* **Exercise prompt**: When the line containing "point(108, 395)" appears in the data below, begin copying there and stop only after the line containing "point(243, 364)".

======== Excerpted data ========

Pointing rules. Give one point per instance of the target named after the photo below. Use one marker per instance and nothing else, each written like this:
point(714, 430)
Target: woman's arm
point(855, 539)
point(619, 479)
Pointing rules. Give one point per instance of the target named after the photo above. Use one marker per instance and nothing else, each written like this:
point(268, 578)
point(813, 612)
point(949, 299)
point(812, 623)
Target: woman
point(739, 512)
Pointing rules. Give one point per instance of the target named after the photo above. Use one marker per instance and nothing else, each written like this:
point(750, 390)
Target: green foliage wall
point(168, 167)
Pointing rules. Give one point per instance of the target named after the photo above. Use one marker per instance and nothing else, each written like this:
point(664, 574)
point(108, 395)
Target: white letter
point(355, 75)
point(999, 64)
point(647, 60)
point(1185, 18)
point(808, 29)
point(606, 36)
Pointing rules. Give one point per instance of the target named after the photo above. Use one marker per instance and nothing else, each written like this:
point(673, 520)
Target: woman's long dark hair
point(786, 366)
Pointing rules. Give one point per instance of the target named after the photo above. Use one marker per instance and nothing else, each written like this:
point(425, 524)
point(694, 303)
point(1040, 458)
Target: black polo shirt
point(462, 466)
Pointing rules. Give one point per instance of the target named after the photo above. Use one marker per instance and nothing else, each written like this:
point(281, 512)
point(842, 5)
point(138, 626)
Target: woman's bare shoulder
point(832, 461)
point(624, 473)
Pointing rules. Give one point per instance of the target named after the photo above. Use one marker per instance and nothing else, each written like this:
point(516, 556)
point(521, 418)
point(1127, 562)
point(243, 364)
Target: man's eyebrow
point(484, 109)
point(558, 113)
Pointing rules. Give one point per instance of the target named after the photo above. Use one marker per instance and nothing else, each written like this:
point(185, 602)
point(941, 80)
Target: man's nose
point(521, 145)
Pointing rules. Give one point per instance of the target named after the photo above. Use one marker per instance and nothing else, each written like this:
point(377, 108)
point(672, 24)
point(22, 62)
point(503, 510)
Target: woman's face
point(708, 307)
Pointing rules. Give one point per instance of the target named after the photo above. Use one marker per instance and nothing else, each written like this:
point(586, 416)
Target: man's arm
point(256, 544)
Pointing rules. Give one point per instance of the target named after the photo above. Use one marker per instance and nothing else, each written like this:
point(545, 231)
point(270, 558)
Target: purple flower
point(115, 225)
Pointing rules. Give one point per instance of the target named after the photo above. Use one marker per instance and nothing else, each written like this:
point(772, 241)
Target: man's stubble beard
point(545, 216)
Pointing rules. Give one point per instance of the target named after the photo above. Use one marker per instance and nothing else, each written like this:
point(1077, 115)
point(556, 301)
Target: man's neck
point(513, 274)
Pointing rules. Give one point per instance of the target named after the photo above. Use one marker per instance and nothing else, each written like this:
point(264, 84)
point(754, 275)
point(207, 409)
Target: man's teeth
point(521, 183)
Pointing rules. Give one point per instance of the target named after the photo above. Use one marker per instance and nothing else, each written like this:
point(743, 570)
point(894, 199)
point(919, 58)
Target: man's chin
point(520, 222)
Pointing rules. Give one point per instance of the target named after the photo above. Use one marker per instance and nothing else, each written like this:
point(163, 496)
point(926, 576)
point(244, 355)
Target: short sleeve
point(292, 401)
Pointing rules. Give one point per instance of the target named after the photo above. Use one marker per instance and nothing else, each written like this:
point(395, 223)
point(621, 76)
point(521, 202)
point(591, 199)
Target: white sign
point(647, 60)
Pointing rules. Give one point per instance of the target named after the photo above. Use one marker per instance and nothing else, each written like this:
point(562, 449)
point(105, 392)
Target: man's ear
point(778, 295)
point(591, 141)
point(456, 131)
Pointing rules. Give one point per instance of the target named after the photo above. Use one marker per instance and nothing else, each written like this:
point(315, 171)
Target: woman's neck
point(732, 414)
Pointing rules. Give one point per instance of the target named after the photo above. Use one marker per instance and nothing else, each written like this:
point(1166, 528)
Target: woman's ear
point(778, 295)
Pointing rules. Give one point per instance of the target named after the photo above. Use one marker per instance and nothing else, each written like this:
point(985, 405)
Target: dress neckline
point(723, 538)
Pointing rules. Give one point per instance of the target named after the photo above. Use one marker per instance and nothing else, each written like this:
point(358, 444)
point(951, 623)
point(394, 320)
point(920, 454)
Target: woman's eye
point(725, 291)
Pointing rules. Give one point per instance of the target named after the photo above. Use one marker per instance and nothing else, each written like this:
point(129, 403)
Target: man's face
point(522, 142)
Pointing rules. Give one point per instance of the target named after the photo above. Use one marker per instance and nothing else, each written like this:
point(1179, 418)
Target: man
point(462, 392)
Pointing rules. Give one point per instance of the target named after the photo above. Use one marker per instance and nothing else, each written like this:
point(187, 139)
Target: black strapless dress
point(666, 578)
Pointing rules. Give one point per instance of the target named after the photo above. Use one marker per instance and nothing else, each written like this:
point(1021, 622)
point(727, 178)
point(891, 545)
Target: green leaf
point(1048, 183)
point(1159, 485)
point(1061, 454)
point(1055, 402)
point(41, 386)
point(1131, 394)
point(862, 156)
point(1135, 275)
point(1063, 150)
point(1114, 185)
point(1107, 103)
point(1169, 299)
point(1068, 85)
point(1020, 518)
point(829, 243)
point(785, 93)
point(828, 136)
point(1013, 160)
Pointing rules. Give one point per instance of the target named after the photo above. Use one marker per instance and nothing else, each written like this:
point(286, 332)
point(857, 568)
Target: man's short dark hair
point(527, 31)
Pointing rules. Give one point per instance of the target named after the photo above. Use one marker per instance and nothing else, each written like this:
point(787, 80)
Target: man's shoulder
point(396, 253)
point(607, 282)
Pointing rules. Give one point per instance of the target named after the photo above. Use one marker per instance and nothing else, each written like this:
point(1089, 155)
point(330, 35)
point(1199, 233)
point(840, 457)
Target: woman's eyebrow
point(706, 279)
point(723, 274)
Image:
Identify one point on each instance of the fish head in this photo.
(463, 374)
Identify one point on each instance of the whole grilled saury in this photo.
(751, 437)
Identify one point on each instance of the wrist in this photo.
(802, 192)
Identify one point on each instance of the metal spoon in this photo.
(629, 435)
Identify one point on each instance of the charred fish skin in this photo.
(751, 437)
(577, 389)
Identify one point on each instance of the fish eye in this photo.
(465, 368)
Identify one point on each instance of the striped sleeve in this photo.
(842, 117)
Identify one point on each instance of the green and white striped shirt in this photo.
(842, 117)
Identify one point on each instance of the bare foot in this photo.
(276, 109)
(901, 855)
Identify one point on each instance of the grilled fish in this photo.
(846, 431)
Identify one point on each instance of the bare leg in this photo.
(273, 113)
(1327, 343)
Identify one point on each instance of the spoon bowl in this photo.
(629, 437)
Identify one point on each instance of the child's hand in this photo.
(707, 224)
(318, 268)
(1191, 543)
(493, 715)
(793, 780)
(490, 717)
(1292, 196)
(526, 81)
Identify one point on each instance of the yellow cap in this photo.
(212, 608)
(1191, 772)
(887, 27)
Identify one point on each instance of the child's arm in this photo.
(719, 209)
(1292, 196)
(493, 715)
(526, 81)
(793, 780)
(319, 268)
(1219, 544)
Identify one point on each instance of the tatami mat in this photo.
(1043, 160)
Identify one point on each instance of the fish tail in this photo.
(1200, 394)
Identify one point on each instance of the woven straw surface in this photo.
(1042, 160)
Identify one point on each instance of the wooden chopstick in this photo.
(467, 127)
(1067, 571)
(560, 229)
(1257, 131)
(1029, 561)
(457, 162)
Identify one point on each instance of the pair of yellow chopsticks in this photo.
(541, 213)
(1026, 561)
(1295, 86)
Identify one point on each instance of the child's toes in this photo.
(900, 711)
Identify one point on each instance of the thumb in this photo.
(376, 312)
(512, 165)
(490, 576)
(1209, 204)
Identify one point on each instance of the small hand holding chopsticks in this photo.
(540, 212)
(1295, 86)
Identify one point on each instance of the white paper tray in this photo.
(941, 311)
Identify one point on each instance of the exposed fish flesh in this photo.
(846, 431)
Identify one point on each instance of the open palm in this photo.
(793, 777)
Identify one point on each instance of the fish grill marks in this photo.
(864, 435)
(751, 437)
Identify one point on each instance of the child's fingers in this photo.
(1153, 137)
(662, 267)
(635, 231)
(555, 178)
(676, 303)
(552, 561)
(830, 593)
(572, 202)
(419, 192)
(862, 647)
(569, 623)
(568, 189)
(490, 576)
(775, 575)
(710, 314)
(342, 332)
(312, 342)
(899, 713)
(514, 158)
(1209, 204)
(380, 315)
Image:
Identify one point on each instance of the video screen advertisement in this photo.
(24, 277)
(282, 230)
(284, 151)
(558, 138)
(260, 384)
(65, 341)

========

* **Reply**:
point(108, 395)
Target: white letter
point(355, 75)
point(999, 64)
point(647, 60)
point(1185, 18)
point(808, 29)
point(606, 36)
Pointing rules. Give one point per instance of the target named after the photo above. Use one marker per instance and nothing else, each written like this:
point(673, 520)
Target: woman's long dark hair
point(786, 366)
Pointing rules. Give one point per instance of the target named after the photo above. Use one marker per instance and nothing else, each written like this:
point(425, 524)
point(694, 303)
point(1040, 458)
Target: black polo shirt
point(462, 466)
Pointing rules. Give one point per instance of the target named after the photo above. Use one marker per instance and nothing else, each written like this:
point(281, 512)
point(842, 5)
point(138, 626)
Target: woman's bare shoulder
point(832, 461)
point(624, 473)
Pointing rules. Give one point per instance of the target named after the photo above. Use one marker per instance and nothing else, each written like this:
point(516, 556)
point(521, 418)
point(1127, 562)
point(243, 364)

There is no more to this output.